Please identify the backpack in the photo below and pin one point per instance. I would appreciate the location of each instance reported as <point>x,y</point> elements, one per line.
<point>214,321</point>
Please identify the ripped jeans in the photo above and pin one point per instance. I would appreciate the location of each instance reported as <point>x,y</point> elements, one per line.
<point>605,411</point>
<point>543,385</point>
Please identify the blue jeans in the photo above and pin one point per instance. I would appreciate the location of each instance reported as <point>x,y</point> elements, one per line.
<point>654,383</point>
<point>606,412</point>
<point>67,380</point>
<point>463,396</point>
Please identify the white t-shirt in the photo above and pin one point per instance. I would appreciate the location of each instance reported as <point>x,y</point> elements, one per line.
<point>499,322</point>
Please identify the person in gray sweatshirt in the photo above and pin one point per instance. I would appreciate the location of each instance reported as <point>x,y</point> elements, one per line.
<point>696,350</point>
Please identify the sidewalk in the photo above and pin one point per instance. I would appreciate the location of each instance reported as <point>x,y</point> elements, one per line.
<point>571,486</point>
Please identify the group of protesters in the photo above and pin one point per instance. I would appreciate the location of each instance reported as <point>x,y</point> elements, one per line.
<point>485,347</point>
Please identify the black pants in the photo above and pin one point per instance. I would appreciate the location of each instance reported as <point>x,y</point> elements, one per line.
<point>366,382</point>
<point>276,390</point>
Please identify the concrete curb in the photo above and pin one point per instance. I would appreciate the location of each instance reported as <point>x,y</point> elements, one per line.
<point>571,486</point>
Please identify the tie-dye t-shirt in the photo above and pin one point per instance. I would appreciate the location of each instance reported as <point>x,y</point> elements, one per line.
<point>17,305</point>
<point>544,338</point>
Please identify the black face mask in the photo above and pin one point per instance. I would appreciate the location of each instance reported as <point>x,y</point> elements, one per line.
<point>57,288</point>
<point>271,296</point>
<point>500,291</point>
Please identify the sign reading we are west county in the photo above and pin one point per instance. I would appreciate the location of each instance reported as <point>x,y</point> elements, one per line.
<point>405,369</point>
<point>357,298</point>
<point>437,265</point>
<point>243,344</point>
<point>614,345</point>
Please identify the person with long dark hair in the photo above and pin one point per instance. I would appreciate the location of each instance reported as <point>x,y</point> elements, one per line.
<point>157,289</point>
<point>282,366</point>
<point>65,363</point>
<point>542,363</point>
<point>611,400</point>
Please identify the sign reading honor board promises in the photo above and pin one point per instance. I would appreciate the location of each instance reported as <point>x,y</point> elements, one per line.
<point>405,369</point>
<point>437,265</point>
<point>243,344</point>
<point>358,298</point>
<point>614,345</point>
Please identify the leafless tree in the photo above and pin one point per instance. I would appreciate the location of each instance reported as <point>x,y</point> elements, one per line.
........
◆ STATED TASK ◆
Recast the rows above as a numbered list, from the line with "Please identify the concrete" to the line with "<point>500,291</point>", both included, leaving out blank lines.

◆ EXERCISE RESPONSE ◆
1. Please identify the concrete curb in the photo above and pin one point per instance. I would appreciate the location of each instance reported as <point>x,y</point> elements, one per line.
2. <point>571,486</point>
3. Please identify the tie-dye t-shirt in the photo above and pin one point per instance. I would appreciate the location of each instance reported as <point>x,y</point> elements, one per line.
4. <point>17,305</point>
5. <point>544,338</point>
6. Please identify the black face mask in the photo above and pin one point per instance. I would appreciate the location of each instance reported as <point>x,y</point> elements, one per line.
7. <point>57,288</point>
8. <point>271,296</point>
9. <point>500,291</point>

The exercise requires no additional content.